_Data entries:_

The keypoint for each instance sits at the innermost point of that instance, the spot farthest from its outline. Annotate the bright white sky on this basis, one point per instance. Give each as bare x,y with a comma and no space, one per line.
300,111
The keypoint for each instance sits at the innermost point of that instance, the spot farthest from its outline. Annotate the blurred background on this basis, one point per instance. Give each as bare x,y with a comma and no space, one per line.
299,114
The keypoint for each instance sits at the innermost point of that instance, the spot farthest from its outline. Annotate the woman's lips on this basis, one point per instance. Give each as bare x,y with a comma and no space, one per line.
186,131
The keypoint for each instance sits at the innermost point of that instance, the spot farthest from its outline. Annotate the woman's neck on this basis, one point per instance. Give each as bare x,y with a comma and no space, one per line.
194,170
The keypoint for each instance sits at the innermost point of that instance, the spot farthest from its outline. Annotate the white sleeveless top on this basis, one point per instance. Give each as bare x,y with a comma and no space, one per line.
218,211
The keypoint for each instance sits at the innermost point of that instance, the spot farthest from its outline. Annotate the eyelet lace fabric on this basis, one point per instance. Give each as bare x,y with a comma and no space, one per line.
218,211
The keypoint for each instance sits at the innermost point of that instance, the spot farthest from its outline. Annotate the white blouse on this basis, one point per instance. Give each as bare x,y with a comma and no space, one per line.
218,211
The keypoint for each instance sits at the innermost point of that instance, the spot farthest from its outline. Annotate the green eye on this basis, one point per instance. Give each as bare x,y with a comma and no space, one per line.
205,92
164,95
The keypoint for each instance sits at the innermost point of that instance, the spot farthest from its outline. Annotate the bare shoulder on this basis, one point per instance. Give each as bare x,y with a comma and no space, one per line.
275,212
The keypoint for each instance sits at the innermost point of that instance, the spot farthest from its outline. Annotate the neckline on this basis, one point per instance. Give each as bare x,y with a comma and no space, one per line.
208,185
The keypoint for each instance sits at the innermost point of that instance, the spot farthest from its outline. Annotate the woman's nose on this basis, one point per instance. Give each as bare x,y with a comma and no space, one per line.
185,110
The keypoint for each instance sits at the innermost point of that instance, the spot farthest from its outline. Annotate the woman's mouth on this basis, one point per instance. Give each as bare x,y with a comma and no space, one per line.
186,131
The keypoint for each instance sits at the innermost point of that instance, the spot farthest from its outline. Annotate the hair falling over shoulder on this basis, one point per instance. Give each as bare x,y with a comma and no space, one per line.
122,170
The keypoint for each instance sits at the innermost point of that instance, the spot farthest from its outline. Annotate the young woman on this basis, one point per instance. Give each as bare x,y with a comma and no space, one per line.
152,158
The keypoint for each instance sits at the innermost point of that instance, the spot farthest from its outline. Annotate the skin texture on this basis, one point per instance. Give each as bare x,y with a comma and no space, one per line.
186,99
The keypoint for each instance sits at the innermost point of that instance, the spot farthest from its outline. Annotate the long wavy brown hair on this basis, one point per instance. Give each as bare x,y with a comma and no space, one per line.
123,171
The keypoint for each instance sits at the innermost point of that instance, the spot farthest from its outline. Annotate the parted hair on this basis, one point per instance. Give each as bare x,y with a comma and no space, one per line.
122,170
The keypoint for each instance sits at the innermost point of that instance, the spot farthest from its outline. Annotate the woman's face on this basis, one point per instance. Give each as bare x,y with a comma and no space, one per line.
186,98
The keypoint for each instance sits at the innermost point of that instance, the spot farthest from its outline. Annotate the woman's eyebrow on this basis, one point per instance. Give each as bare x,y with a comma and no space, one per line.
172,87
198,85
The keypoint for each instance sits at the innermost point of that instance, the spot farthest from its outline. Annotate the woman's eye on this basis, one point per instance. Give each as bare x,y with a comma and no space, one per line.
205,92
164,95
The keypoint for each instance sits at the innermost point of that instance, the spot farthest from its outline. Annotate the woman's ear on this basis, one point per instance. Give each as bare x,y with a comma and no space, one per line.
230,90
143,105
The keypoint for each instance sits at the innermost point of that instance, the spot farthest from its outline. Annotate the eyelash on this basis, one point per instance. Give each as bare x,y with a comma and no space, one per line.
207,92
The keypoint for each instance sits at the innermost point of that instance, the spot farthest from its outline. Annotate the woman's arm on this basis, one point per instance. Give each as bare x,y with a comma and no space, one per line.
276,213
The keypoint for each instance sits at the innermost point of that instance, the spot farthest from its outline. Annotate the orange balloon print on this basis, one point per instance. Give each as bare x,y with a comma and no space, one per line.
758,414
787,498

_Instruction:_ Write the entire listing out again, word for word.

_The result:_
The keypoint for each instance sits at the innermost point of that instance, the spot farthest from its outline. Annotate the bright white sky on this basis, one point per instance. Give each as bare x,y with a comma and no space, one per line.
300,111
The keypoint for each instance sits at the innermost point of that instance, the spot farthest from its outline. Annotate the blurred background on this basis, one point per instance. Give each as bare x,y with a comma and no space, one per line.
299,114
The keypoint for each instance sits at the innermost point of that instance, the spot farthest from its outline. Annotate the woman's lips on this basis, one point per instance. Give each as bare x,y with a comma and no space, one per line.
186,131
The keypoint for each instance sits at the innermost point of that instance, the spot farthest from its outline. Annotate the woman's neck on this basis, one point per instance. Give each as bare x,y with a comma and no space, one per line.
194,170
The keypoint for each instance sits at the innermost point of that instance, the spot farthest from its outline. Annotate the white sleeveless top on this basis, one point per instance. Give each as bare x,y with a comma and no space, one per line.
218,211
The keypoint for each instance sits at the innermost point of that instance, the spot farthest from its outline. Annotate the eyelet lace fabric on this basis, one point per instance. Give each as bare x,y with a comma and no space, one per line.
218,211
The keypoint for each instance sits at the innermost point of that instance, the spot farthest from its outline. Annotate the white blouse on this basis, one point per instance. Give each as bare x,y with a comma and no space, one per line.
218,211
The keypoint for each instance sits at the innermost point of that instance, the spot farthest from its outline. Annotate the green eye on this basis, one point per instance. Give each as bare x,y with a comma and no space, one per line.
205,92
164,95
The keypoint for each instance sits at the innermost point of that instance, the spot farthest from its outline. Annotate the bare shoulder on this basis, one point per instance. Give each as bare x,y with a comma and no space, one per line.
275,212
The keypoint for each instance sits at the innermost point of that instance, the spot farthest from its outline. Annotate the neckline on this basis, one point per instance. Give each as bare x,y with a comma and no space, one per line.
208,185
The keypoint for each instance sits at the innermost point of that instance, the spot farthest from its outline. Annotate the woman's nose on this basis, one point per instance. Give each as bare x,y with a comma and no space, one per line.
185,110
The keypoint for each instance sits at the innermost point of that instance, the spot farthest from its outline. Annotate the woman's mouth on this basis, one point per instance. Give each as bare x,y with a comma and no space, one per line.
186,131
The keypoint for each instance sits at the innermost point of that instance, the spot farthest from its outline. Annotate the hair falling over shoulder on this basis, one point per instance. Give each as bare x,y with a comma and no space, one per line.
122,170
The keypoint for each instance sits at the innermost point of that instance, the spot farthest from its outline. Annotate the young woman on this basis, one point per instance. Give each as bare x,y with a comma and no space, one per line.
152,158
The keypoint for each instance sits at the innermost point of that instance, the spot farthest from its outline. Annotate the skin texture on this basis, one point per instance. Give each as bare x,y with a comma and no space, one per line.
186,99
The keypoint for each instance sits at the innermost point of that instance, the spot farthest from its outline. Annotate the long wavy brown hair on this basis, one point per instance. Give each as bare x,y with a comma and no space, one per line.
123,171
The keypoint for each instance sits at the innermost point of that instance, the spot farthest from its outline. Annotate the parted hair on this basis, one point per instance. Give each as bare x,y with a comma and no space, one per line.
122,170
The keypoint for each instance sits at the innermost point of that instance, the spot farthest from its outline. Annotate the woman's face on this basis, one point per instance. Give each as bare x,y with a comma and no space, one per line.
186,98
The keypoint for each instance sits at the innermost point of that instance, the spot farthest from its outline. Annotate the woman's eyebrow on this basis, one point per instance. Give each as bare x,y with a comma and no space, one per line.
172,87
198,85
The keypoint for each instance sits at the innermost point of that instance, the spot farthest from its outline. Annotate the woman's eye on this basis, one point per instance. Give each as bare x,y with a comma and no space, one per line.
205,92
164,95
The keypoint for each instance sits at the innermost point of that instance, the spot farthest from its outline. Annotate the woman's ear on this basis, one point per instance. Give each as bare x,y with a comma and no space, one per line.
230,90
143,105
The keypoint for each instance sits at the innermost point of that instance, the spot farthest from its outline. Annotate the eyelash on this basis, one point per instance. Give each as bare x,y with a comma and no space, one per line.
207,92
The keypoint for each instance sits at the innermost point of that instance, the spot farthest from its outline. Annotate the woman's arm on this basis, one point per instance. Give each as bare x,y with a comma and no space, one per line.
276,213
The keypoint for each instance sits at the innermost point of that instance, the spot farthest from its outline. Annotate the orange balloon print on this basis, one point per instance. Give each as bare x,y with a comma and no space, one per line.
758,414
787,498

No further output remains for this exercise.